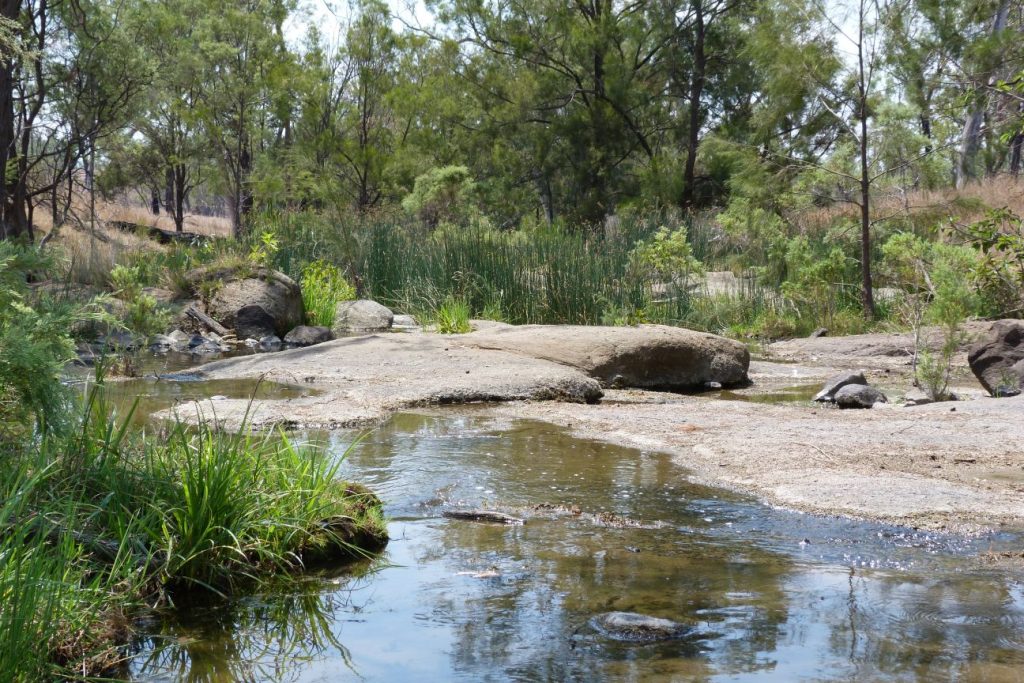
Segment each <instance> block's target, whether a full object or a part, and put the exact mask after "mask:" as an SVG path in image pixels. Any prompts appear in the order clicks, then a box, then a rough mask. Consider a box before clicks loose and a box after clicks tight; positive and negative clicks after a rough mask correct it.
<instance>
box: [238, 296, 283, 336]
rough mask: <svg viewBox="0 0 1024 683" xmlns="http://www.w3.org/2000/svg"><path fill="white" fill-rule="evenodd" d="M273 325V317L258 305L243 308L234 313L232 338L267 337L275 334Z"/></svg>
mask: <svg viewBox="0 0 1024 683" xmlns="http://www.w3.org/2000/svg"><path fill="white" fill-rule="evenodd" d="M275 325H276V323H275V321H274V319H273V316H272V315H270V313H268V312H266V309H265V308H263V306H260V305H258V304H251V305H248V306H243V307H242V308H239V309H238V311H236V313H234V336H236V337H237V338H238V339H246V338H248V337H252V338H254V339H262V338H263V337H269V336H270V335H273V334H275V333H276V329H275Z"/></svg>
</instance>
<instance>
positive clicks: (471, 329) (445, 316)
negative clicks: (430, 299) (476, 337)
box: [437, 296, 472, 335]
mask: <svg viewBox="0 0 1024 683" xmlns="http://www.w3.org/2000/svg"><path fill="white" fill-rule="evenodd" d="M469 317H470V310H469V304H468V303H466V301H464V300H462V299H456V298H455V297H453V296H449V297H447V298H446V299H444V301H443V302H442V303H441V305H440V307H439V308H438V309H437V331H438V332H439V333H441V334H444V335H461V334H466V333H467V332H471V331H472V326H470V324H469Z"/></svg>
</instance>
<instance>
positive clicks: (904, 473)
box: [176, 326, 1024, 532]
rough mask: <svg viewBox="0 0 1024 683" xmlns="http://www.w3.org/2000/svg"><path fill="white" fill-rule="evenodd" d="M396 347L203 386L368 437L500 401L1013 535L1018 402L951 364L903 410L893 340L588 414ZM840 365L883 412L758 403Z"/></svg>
mask: <svg viewBox="0 0 1024 683" xmlns="http://www.w3.org/2000/svg"><path fill="white" fill-rule="evenodd" d="M981 327H982V326H978V328H979V329H978V331H980V330H981ZM976 332H977V331H976ZM398 337H400V336H398V335H391V336H382V337H366V338H359V339H357V340H346V341H344V342H341V343H339V342H332V343H331V344H333V345H334V346H331V345H323V347H312V348H311V349H305V350H303V351H304V352H303V353H302V354H296V355H294V356H291V357H290V356H289V355H288V353H290V352H286V353H281V354H269V355H264V356H259V358H258V359H256V360H249V359H237V360H226V361H220V362H216V364H211V365H210V366H207V367H204V369H202V371H203V372H202V373H201V374H202V376H203V377H206V378H211V379H225V378H241V377H248V378H254V377H260V376H266V377H268V378H269V379H273V380H275V381H279V382H290V383H295V384H300V385H305V386H308V387H309V388H310V389H312V390H313V391H312V392H311V395H308V396H303V397H298V398H287V399H280V400H266V401H260V402H259V403H258V404H257V405H255V407H254V408H252V410H251V413H250V422H251V424H252V425H254V426H256V427H271V426H274V425H284V426H287V427H295V428H306V427H308V428H338V427H348V426H354V425H373V424H378V423H380V422H381V421H383V420H384V419H386V418H387V416H389V415H391V414H393V413H395V412H398V411H402V410H410V409H415V408H417V407H422V405H428V404H432V403H433V404H436V403H462V402H475V401H503V402H501V403H497V404H493V405H492V407H489V408H487V409H486V410H487V411H489V412H493V413H494V414H495V415H497V416H501V417H507V418H526V419H535V420H542V421H546V422H549V423H553V424H557V425H560V426H564V427H567V428H569V429H570V430H571V431H572V432H573V433H575V434H578V435H580V436H585V437H589V438H596V439H601V440H606V441H609V442H615V443H620V444H624V445H631V446H638V447H641V449H644V450H648V451H657V452H665V453H669V454H671V455H673V457H674V458H675V460H676V461H677V462H678V463H679V464H680V465H681V466H683V467H685V468H687V469H688V470H689V471H690V473H691V477H692V479H693V480H694V481H696V482H699V483H703V484H709V485H716V486H723V487H727V488H731V489H736V490H740V492H744V493H748V494H751V495H753V496H755V497H757V498H759V499H761V500H763V501H765V502H767V503H770V504H776V505H781V506H785V507H790V508H795V509H799V510H804V511H808V512H815V513H824V514H839V515H849V516H854V517H863V518H870V519H878V520H882V521H887V522H893V523H899V524H907V525H911V526H916V527H922V528H930V529H945V530H950V531H957V532H971V531H977V530H981V529H984V528H990V527H998V526H1004V527H1010V528H1015V529H1017V528H1021V527H1024V449H1022V446H1021V444H1022V443H1024V420H1022V418H1024V396H1021V397H1016V398H1000V399H993V398H985V397H982V396H981V395H982V393H983V392H982V391H981V389H980V386H979V385H978V384H977V381H976V380H975V379H974V378H973V377H972V376H971V375H970V371H969V370H968V369H967V366H966V359H965V358H964V357H961V358H958V359H957V368H956V371H957V372H956V374H955V378H956V380H955V384H956V389H957V392H958V393H959V394H961V395H963V396H966V397H968V398H969V399H968V400H961V401H956V402H946V403H934V404H931V405H920V407H914V408H904V407H903V405H901V404H900V402H899V399H900V397H901V393H902V392H903V391H904V390H905V389H906V388H908V387H909V361H910V360H909V356H908V353H907V349H908V348H912V340H911V339H910V338H909V336H906V335H863V336H859V337H846V338H827V337H825V338H821V339H814V340H796V341H792V342H780V343H778V344H773V345H771V346H769V347H767V348H766V349H764V355H765V357H766V358H767V360H756V361H754V362H753V364H752V365H751V369H750V375H751V379H752V380H753V384H752V385H751V386H750V387H748V388H744V389H739V390H736V391H730V392H722V393H721V394H717V393H706V394H698V395H683V394H677V393H666V392H653V391H643V390H614V389H605V390H604V395H603V398H601V400H600V401H599V402H597V403H595V404H589V403H588V402H587V401H593V400H594V394H593V391H594V385H593V384H592V383H591V382H588V381H587V378H586V377H584V376H582V375H581V374H580V373H578V372H577V371H574V370H572V369H569V368H566V367H565V366H562V365H559V364H557V362H552V361H550V360H545V359H537V358H526V357H524V356H521V355H516V354H508V353H504V352H500V351H495V350H488V349H479V348H470V346H471V345H464V344H463V343H461V342H460V341H459V340H458V339H456V338H451V337H440V336H436V335H416V336H413V339H411V340H401V339H397V338H398ZM435 346H436V348H435ZM317 348H319V349H321V350H318V351H316V352H315V353H311V351H312V350H313V349H317ZM842 368H860V369H864V370H865V373H866V375H867V377H868V380H869V381H870V382H871V383H872V384H876V385H878V386H880V387H881V388H883V389H884V390H886V392H887V393H888V394H889V396H890V400H891V401H892V402H890V403H888V404H884V405H878V407H876V408H874V409H872V410H869V411H839V410H836V409H834V408H830V407H823V405H818V404H813V403H811V402H809V401H808V400H792V398H793V396H788V397H790V398H791V400H783V401H781V402H774V401H773V400H767V401H766V400H765V399H766V398H768V399H771V398H772V397H773V395H774V394H776V393H777V392H779V391H780V390H782V389H786V388H790V389H791V391H792V390H793V387H797V386H800V387H808V386H814V387H817V386H818V385H819V384H820V383H821V381H822V380H823V379H824V378H826V377H828V376H829V375H830V374H833V373H834V372H835V371H836V370H837V369H842ZM802 396H803V394H799V393H798V396H797V397H802ZM553 399H554V400H553ZM566 399H567V400H568V401H577V402H566ZM759 399H760V400H759ZM247 408H248V405H247V401H243V400H237V399H222V400H210V401H202V402H201V403H188V404H183V405H181V407H179V408H178V409H177V410H176V413H177V415H178V416H179V417H181V418H182V419H185V420H188V419H194V418H195V416H196V415H197V413H198V412H200V411H201V412H202V413H203V414H204V415H206V416H207V417H208V418H211V417H215V419H216V420H217V421H218V422H220V423H222V424H223V425H224V426H226V427H228V428H231V427H237V426H238V425H239V424H241V421H242V418H243V417H244V416H245V415H246V411H247Z"/></svg>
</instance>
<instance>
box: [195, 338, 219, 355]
mask: <svg viewBox="0 0 1024 683" xmlns="http://www.w3.org/2000/svg"><path fill="white" fill-rule="evenodd" d="M200 339H201V340H202V341H200V342H199V343H197V344H194V343H193V342H188V352H189V353H191V354H193V355H210V354H213V353H221V352H222V351H223V350H224V349H223V348H221V346H220V344H218V343H217V342H215V341H213V340H212V339H204V338H202V337H200ZM193 341H195V338H194V340H193Z"/></svg>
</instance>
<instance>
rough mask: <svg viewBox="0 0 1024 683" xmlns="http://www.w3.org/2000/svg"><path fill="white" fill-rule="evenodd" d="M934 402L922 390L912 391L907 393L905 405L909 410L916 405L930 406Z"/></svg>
mask: <svg viewBox="0 0 1024 683" xmlns="http://www.w3.org/2000/svg"><path fill="white" fill-rule="evenodd" d="M933 402H935V401H934V400H933V399H932V397H931V396H929V395H928V394H927V393H925V392H924V391H922V390H921V389H910V390H909V391H907V392H906V396H905V397H904V399H903V404H904V405H905V407H907V408H912V407H914V405H928V404H929V403H933Z"/></svg>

——

What this task involves: Pick out every line in the rows above that contains the word "positive", and copy each one in full. Case counts.

Task result:
Segment each <instance> block's target, whether a full object or a part, and put the exact mask after "mask:" as an SVG path in image pixels. Any prompts appear in the order clicks, then a box, then a rough mask. Consider a box before clicks loose and a box after clicks tight; positive and negative clicks after a rough mask correct it.
positive clicks: (471, 329) (445, 316)
positive clicks: (904, 473)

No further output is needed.